=== Records ===

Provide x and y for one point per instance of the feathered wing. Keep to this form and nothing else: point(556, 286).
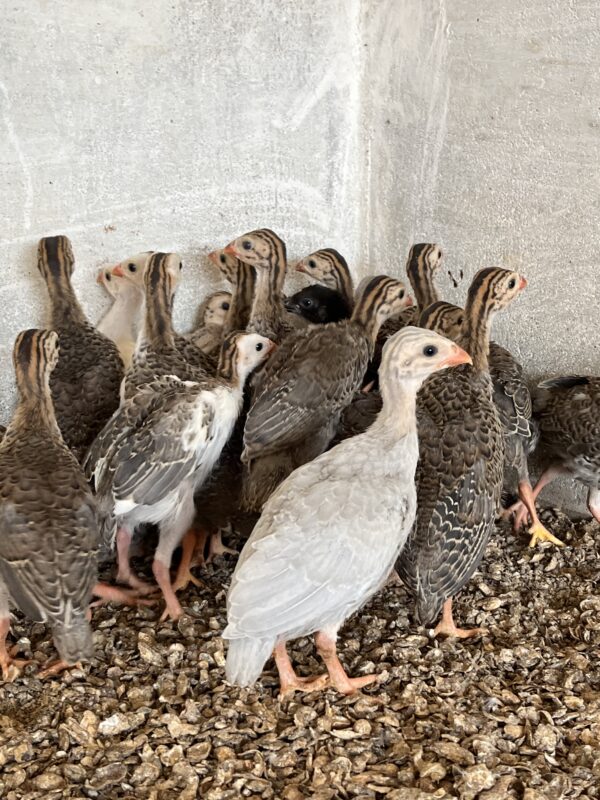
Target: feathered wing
point(50, 576)
point(459, 479)
point(313, 376)
point(513, 402)
point(154, 442)
point(310, 552)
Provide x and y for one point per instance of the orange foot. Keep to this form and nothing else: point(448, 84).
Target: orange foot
point(11, 666)
point(291, 685)
point(289, 682)
point(337, 674)
point(447, 627)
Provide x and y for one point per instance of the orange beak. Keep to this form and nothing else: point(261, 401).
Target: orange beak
point(457, 356)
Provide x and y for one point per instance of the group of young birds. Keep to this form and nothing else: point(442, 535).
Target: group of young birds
point(304, 410)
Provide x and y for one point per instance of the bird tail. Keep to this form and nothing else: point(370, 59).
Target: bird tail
point(74, 641)
point(246, 659)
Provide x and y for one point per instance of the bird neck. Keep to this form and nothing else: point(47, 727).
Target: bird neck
point(35, 409)
point(267, 306)
point(420, 276)
point(120, 321)
point(475, 335)
point(344, 284)
point(64, 305)
point(158, 322)
point(397, 417)
point(241, 299)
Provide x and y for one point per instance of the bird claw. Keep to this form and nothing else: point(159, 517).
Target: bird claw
point(172, 611)
point(217, 548)
point(13, 667)
point(352, 685)
point(541, 534)
point(449, 629)
point(287, 689)
point(56, 667)
point(182, 582)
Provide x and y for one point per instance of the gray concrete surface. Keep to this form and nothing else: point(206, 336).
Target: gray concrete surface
point(360, 124)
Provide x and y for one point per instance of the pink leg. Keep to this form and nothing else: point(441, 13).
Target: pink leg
point(337, 674)
point(539, 533)
point(125, 573)
point(447, 627)
point(520, 509)
point(288, 679)
point(217, 548)
point(192, 545)
point(163, 578)
point(11, 667)
point(114, 594)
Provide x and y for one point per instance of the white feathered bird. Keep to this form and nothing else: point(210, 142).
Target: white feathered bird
point(330, 534)
point(121, 322)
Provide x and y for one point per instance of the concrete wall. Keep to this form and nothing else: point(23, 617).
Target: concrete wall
point(361, 124)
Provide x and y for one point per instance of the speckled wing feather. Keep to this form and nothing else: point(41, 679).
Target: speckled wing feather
point(145, 451)
point(84, 384)
point(459, 480)
point(185, 361)
point(513, 401)
point(47, 557)
point(195, 357)
point(312, 377)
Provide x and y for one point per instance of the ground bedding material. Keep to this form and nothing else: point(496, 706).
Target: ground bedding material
point(515, 714)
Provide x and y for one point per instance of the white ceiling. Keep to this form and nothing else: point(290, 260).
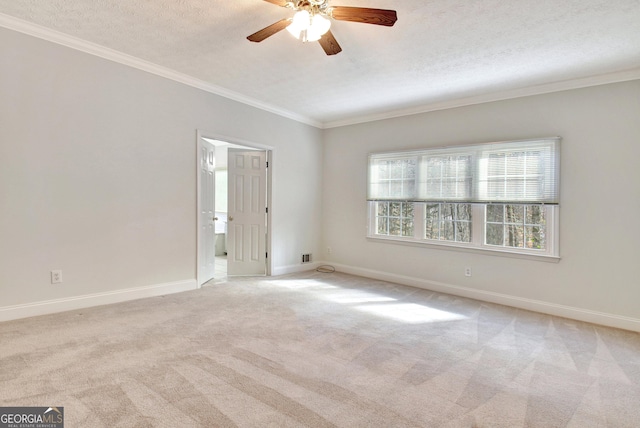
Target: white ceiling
point(439, 53)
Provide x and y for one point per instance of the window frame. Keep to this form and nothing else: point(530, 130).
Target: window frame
point(551, 252)
point(477, 245)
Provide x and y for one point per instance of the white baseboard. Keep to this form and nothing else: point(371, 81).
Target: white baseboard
point(602, 318)
point(8, 313)
point(283, 270)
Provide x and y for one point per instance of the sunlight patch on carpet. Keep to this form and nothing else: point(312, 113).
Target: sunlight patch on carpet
point(410, 313)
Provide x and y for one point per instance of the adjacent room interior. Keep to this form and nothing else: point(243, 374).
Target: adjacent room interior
point(409, 309)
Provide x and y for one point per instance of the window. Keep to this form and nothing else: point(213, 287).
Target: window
point(496, 197)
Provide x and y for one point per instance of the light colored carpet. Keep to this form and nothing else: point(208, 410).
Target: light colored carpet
point(320, 350)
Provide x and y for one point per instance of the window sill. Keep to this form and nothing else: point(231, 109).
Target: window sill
point(463, 248)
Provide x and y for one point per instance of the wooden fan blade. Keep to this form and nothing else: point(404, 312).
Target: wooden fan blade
point(269, 31)
point(365, 15)
point(329, 44)
point(282, 3)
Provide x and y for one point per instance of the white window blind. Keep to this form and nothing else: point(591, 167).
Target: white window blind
point(506, 172)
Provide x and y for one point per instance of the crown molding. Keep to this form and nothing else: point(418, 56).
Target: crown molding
point(63, 39)
point(565, 85)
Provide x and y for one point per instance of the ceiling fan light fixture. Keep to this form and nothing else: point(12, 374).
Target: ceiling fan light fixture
point(307, 27)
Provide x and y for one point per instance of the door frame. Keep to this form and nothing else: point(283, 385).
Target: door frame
point(241, 143)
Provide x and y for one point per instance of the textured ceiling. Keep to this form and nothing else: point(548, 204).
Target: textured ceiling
point(438, 51)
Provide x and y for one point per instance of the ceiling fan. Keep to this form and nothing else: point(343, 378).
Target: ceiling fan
point(312, 21)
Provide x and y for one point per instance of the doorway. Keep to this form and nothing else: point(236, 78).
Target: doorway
point(234, 184)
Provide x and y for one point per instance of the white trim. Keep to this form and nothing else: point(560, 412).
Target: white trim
point(284, 270)
point(564, 85)
point(63, 39)
point(580, 314)
point(236, 142)
point(14, 312)
point(50, 35)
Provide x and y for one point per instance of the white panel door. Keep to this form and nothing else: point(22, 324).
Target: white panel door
point(206, 221)
point(247, 205)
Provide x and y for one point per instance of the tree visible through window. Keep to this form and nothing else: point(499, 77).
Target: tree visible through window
point(499, 196)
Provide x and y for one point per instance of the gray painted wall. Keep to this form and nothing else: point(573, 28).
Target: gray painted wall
point(98, 173)
point(600, 198)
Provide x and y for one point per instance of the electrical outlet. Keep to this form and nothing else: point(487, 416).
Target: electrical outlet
point(56, 276)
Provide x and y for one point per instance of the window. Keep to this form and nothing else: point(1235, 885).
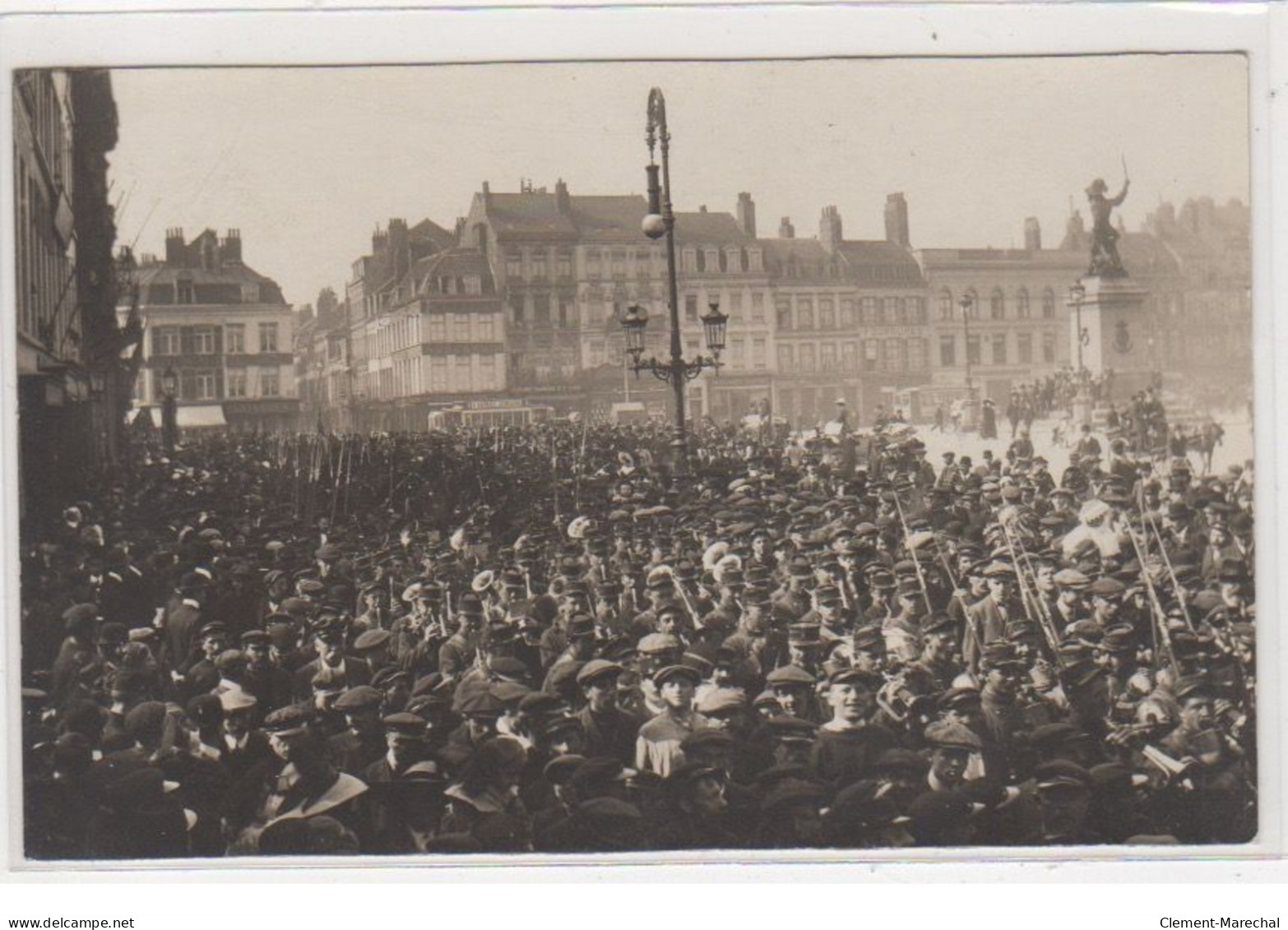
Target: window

===

■ **Task to complete**: Please retype the whole listing above word for word and drop the pictures.

■ **Task response**:
Provide x and y for one point per instance of the feathered wing. Keep to this form and nothing else: point(556, 286).
Target: feathered wing
point(50, 576)
point(459, 479)
point(313, 376)
point(513, 402)
point(154, 442)
point(310, 552)
Provide x and y for one point per instance of the orange foot. Keep to this form and nothing else: point(448, 84).
Target: orange foot
point(11, 666)
point(291, 685)
point(289, 682)
point(337, 674)
point(447, 627)
Provide x and y for one point per instance of the orange beak. Keep to this form and nothing else: point(261, 401).
Target: orange beak
point(457, 356)
Provide x and y for one point per instance of the group of young birds. Keep to this form and nothing else: point(442, 535).
Target: group of young birds
point(304, 410)
Provide x and y for one point per instance of the bird tail. Keep to this form and nothing else: point(370, 59).
Target: bird tail
point(74, 641)
point(246, 659)
Provide x and y for one point per instance of the bird neck. Keep to this form and nothing else: point(47, 727).
Target: bird neck
point(35, 409)
point(267, 306)
point(420, 276)
point(120, 321)
point(475, 335)
point(344, 284)
point(64, 305)
point(158, 322)
point(397, 417)
point(241, 299)
Provide x and y for one point per instance of the bird claw. Keep to this form and nothing else: point(159, 517).
Target: bird claw
point(172, 611)
point(217, 548)
point(13, 667)
point(352, 685)
point(541, 534)
point(449, 629)
point(287, 689)
point(56, 667)
point(182, 582)
Provide x and y for one point per instance of the gray concrete surface. Keep to this form and nothing else: point(206, 336).
Target: gray concrete surface
point(360, 124)
Provide x and y for one point per instance of the pink leg. Keep to this form and nothing else: point(441, 13).
Target: pink leg
point(337, 674)
point(539, 533)
point(125, 573)
point(447, 627)
point(520, 509)
point(288, 679)
point(217, 548)
point(192, 545)
point(163, 578)
point(11, 667)
point(114, 594)
Provide x and y for one point per instance of the white feathered bird. Keep to this form and nothing else: point(210, 142).
Target: white feathered bird
point(330, 534)
point(121, 322)
Provide x and y for one point per instance of the concrete wall. Keep to this form and nothing else: point(23, 617).
Target: concrete wall
point(361, 124)
Provide x and y for one point per instance of the speckled wing feather. Keep to this form and nothing else: point(41, 679).
Target: speckled wing feather
point(145, 451)
point(84, 384)
point(459, 480)
point(185, 361)
point(513, 401)
point(47, 557)
point(195, 357)
point(312, 377)
Provide x and y for one point per instance of the ground bedding material. Keep to this form and nothing else: point(496, 706).
Target: ground bedding material
point(515, 714)
Provide x and y for one point per instance of the white ceiling. Keep to this form and nothing else: point(290, 260).
Target: white ceiling
point(439, 53)
Provide x and y for one point per instance of the window frame. Keep to this form and nothing else: point(530, 130).
Target: window frame
point(551, 252)
point(477, 245)
Provide x and y for one point per instance of the white baseboard. Keep to this form and nothing else: point(371, 81).
Target: white baseboard
point(602, 318)
point(8, 313)
point(283, 270)
Provide x and y for one point per instance of the sunlight patch on carpet. Keep to this form and nothing else: point(312, 113).
Target: sunlight patch on carpet
point(410, 313)
Provide x and y for one point per instance of the adjacent room interior. Keep to this form and nothing else: point(243, 374).
Target: adjacent room interior
point(409, 309)
Provide x and y for one point per instance of the window. Keep to this form and nothing else: point(213, 287).
Target: window
point(496, 197)
Provide x and y for one point per instance of the light colored carpet. Keep to this form and nothing else: point(208, 410).
Target: light colored carpet
point(320, 350)
Provide x and y for one point per instance of the window sill. Keep to this form and nothing else: point(231, 109).
Target: window sill
point(463, 248)
Provide x and y for one point per instance of the wooden fan blade. Keep to this form and nothing else: point(404, 312).
Target: wooden fan blade
point(269, 31)
point(365, 15)
point(329, 44)
point(282, 3)
Provide x and y for one point per instance of the white window blind. Keep to this form and nothing else: point(591, 167).
Target: white window blind
point(506, 172)
Provide x and y for one point per instance of the crown molding. Keep to this form and nothing else: point(418, 56).
Target: crown molding
point(63, 39)
point(565, 85)
Provide x and y for one point per instance of the ceiling fan light fixture. Keep to this form and nothing else: point(12, 374).
Target: ceiling fan light fixture
point(307, 27)
Provide x and y for one point per instance of the door frame. Keep to this form and nothing else: point(283, 385).
Target: door frame
point(241, 143)
Provide x and y for one point per instance of the textured ceiling. Keep to this form and nothing else: point(548, 204).
Target: textured ceiling
point(438, 51)
Provide x and y for one point per instance of the ceiling fan. Keep to this form and nothing else: point(343, 378).
Target: ceiling fan
point(312, 21)
Provide x and y for one point per instance of the doorway. Keep to this form and nothing else: point(236, 78).
Target: doorway
point(234, 184)
Provide x and y for one point per instance of the white trim. Keep to this form and nothing else: point(560, 412).
Target: white trim
point(284, 270)
point(564, 85)
point(63, 39)
point(580, 314)
point(236, 142)
point(14, 312)
point(50, 35)
Provide x and y for one point per instance of the white panel door. Keep to this form and nothing else: point(22, 324).
Target: white panel door
point(206, 221)
point(247, 205)
Provide x and y for one point per instance of the tree visible through window. Keep to this form and nothing else: point(499, 77).
Target: tree visible through window
point(499, 196)
Provide x and y for one point per instance of the gray painted wall. Keep to this form and nothing else: point(573, 28).
Target: gray painted wall
point(98, 173)
point(600, 198)
Provide x and y for one point per instance of the electrical outlet. Keep to this form and nothing else: point(487, 416).
Target: electrical outlet
point(56, 276)
Provide x and y for one point per instance of the window. Keep to this form and nothing else: point(1235, 885).
Target: window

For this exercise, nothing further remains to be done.